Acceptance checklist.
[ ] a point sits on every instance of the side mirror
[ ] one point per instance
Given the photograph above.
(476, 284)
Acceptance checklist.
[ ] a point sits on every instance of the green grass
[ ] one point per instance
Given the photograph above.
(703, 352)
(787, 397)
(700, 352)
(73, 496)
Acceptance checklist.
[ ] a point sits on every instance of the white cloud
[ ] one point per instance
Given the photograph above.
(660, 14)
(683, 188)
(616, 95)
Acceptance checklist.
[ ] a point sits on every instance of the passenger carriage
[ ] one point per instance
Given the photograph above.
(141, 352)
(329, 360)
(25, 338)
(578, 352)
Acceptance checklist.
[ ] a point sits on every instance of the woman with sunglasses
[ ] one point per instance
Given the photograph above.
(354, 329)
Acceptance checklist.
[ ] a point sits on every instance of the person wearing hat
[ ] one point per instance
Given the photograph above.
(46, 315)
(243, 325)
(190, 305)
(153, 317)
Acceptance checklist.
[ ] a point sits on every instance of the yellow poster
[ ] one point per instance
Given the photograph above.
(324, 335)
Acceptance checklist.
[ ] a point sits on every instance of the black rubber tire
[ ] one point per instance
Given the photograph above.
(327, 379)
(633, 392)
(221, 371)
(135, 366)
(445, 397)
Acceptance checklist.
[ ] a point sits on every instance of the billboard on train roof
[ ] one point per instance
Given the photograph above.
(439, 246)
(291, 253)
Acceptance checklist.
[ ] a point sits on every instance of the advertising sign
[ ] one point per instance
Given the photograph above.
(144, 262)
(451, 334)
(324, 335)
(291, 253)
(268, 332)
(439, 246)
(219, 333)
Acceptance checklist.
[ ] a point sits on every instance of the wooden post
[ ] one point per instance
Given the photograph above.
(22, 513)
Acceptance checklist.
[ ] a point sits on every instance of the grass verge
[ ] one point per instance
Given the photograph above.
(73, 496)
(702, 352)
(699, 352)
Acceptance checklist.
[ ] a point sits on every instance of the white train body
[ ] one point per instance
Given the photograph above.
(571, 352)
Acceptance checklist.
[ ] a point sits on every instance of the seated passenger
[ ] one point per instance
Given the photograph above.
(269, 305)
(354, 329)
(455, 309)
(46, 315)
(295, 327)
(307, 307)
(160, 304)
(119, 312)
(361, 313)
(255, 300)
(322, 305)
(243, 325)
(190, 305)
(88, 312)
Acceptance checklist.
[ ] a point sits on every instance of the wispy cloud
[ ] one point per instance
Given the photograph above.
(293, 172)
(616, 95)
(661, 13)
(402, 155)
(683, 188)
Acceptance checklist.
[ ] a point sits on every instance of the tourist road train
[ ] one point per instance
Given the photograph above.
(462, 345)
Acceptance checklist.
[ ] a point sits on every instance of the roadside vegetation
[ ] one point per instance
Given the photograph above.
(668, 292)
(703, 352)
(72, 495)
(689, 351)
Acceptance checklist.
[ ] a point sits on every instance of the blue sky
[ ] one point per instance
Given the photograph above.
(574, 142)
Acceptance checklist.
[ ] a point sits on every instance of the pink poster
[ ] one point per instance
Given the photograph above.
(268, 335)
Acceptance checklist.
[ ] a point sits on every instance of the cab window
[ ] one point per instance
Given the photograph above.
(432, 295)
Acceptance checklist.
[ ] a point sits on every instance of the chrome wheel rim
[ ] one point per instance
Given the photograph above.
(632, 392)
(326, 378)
========================================================================
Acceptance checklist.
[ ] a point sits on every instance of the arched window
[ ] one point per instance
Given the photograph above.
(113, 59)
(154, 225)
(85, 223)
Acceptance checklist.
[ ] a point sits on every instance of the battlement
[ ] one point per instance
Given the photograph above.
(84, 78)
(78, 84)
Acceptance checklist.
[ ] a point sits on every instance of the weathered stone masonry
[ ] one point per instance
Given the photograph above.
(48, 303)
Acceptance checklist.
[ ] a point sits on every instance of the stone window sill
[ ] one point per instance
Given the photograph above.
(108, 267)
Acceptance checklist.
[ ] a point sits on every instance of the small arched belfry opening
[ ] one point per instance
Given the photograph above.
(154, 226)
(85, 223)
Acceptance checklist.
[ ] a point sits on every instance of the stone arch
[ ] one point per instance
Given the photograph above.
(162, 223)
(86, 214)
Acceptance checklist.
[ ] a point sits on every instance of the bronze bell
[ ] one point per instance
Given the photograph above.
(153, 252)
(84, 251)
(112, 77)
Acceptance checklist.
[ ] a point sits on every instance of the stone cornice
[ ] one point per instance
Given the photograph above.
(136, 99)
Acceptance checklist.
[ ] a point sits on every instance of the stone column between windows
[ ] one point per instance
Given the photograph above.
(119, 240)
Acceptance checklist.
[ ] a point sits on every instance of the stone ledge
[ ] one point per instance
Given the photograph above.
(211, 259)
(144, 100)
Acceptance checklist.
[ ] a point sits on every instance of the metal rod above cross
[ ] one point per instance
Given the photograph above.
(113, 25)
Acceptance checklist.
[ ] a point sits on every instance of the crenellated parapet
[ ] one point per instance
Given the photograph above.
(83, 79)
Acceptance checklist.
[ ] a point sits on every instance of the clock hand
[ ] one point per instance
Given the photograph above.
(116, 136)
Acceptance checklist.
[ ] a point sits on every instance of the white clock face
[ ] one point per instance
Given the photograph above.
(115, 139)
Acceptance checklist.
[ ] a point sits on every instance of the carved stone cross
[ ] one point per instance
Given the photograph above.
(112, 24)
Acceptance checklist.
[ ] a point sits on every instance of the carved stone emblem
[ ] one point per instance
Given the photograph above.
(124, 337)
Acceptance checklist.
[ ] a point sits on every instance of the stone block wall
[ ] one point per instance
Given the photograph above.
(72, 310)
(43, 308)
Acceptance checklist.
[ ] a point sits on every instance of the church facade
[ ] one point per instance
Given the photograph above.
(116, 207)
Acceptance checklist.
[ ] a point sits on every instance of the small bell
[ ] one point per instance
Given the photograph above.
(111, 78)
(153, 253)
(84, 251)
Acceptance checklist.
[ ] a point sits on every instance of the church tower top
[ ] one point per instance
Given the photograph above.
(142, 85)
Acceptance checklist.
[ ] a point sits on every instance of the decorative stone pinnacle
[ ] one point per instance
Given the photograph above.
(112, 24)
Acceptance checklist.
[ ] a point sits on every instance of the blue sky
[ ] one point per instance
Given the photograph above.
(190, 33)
========================================================================
### About this task
The listing above holds a line with "carved stone cross" and a line with "stone block wall". Print the stretch from the first through the second, exactly and alone.

### Result of this exercise
[ ] a point sits on every instance of the carved stone cross
[ ] one point per instance
Given the photograph above.
(112, 24)
Acceptance checklist.
[ ] a point sits on every instance of the carved stone emblem
[ ] one point per instance
Given the photograph above.
(124, 337)
Acceptance checklist.
[ ] a point sits on every instance of the stone block wall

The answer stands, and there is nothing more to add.